__WORK TO COMPLETE__: Please print all the lines below exactly as they are written.

Referring expression data

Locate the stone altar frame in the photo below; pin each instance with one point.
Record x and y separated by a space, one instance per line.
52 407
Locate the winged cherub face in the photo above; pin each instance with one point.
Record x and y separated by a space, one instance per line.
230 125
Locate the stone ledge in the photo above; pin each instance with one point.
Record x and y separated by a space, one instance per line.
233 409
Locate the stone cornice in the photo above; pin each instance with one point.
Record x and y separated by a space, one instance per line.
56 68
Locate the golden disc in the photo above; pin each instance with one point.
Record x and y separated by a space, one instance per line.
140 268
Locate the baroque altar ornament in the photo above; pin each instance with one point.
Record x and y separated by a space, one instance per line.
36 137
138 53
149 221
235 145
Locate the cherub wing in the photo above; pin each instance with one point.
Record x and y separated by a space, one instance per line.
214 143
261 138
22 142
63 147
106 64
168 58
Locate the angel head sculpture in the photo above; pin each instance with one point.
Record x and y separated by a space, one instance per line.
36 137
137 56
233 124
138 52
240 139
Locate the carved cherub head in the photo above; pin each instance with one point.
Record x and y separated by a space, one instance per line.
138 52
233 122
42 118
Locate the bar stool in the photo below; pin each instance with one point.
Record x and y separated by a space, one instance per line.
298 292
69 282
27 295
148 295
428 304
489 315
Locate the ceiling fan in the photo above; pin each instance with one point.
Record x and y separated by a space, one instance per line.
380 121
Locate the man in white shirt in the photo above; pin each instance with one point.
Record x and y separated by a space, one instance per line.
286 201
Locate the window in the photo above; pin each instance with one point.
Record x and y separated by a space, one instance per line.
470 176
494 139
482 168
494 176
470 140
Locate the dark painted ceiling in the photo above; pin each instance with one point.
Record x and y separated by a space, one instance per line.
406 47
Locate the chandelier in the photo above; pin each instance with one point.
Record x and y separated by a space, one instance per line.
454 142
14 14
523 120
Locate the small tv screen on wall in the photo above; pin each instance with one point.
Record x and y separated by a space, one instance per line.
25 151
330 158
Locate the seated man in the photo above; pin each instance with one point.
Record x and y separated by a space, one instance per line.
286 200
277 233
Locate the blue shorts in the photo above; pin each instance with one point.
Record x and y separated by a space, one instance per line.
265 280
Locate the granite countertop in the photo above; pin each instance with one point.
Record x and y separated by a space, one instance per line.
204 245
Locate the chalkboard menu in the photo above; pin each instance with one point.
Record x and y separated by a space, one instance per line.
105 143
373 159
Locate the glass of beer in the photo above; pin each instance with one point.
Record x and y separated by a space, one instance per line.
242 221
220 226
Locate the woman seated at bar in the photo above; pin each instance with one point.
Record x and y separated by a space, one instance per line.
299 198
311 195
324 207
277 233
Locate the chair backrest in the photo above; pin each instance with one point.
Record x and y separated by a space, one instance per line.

__EXPECTED ANSWER__:
Locate the stone altar frame in the photo below; pin each instance with one point.
Record x and y separated by a space, one instance per line.
52 407
Locate the winged cherub face in the photo above; pin each instance with one point.
Record x and y separated by a space, one instance per line.
230 125
Locate the stone ledge in the photo above; pin each instance with one point.
Record x and y separated by a space, one instance per line.
233 409
Locate the stone cornice in the photo above; pin each instance with one point.
Record x and y separated by a space, one instance per line.
56 68
Locate the golden disc in the photo above; pin each instance with one point.
Record x and y separated by a space, one instance per line.
140 268
Locate the baroque altar ornament in the photo above; pin each instance with one point.
Record x and y separated by a space, one instance per line.
36 137
138 53
149 221
235 145
Locate the cherub wing in the photo above; pin each instance with one point.
Record x and y separated by a space, one instance per line.
214 143
261 138
22 142
63 147
106 64
168 58
Locate the angel head sculpture in the photo above; pin each instance with one point.
Record x and y separated by a space, one instance per line.
36 137
137 56
233 124
138 52
240 139
Locate the carved cherub head in the photo above; pin each instance with one point.
Record x and y separated by a space, one instance per line.
138 52
233 122
42 118
Locate the bar stool in the photo below; pin each instance with one point.
Record x and y separated by a space, one instance per line.
298 292
69 282
27 295
148 295
428 304
489 315
Locate the ceiling fan in the photo above; pin each instance with one point.
Record x and y separated by a space, one instance per line.
380 121
Locate the man in white shirt in the photo above; pin each instance with one point.
Record x and y separated by a space, one instance per line.
286 201
Locate the window in the photo above; pin each instance with one point.
Record x and y separated by a space, one instance per line.
470 176
494 139
482 168
494 176
470 140
Locate the dark painted ceiling in the photo above; pin each instance with one point.
Record x and y separated by a space, one instance per line.
406 47
Locate the chandelier in the photo above; pin each instance with one point.
Record x and y separated by a space, one instance per line.
454 142
14 14
523 120
Locate the small tv screen on wall in the photo above; pin each instance with one point.
Record x and y separated by a space, one instance per line.
25 151
330 158
Locate the seated man in the photo above; pin each instance with one point.
Record x and y separated by a space, one instance per line.
286 200
277 233
Locate the blue shorts in the photo above; pin each instance with one point.
Record x and y separated by a space, one instance per line.
265 280
Locate the granite countertop in the photo above; pin each instance with one point.
Record x and y separated by a space, one instance per line.
204 245
Locate the chalkboard menu in the photo above; pin each instance with one point.
Record x and y separated by a space, one instance per line.
105 143
373 159
Locate the glass of beer in the photo above; pin each instance with one point.
Record x and y separated by a space, one instance per line.
242 221
220 226
Locate the woman seated at bar in the photo above; pin each instance with one point.
Record x and y separated by a space, one instance per line.
299 198
311 195
324 207
277 233
Locate the chair backrest in the photo above; pin each instance with one point.
Record x and y separated by a space, one instance per line.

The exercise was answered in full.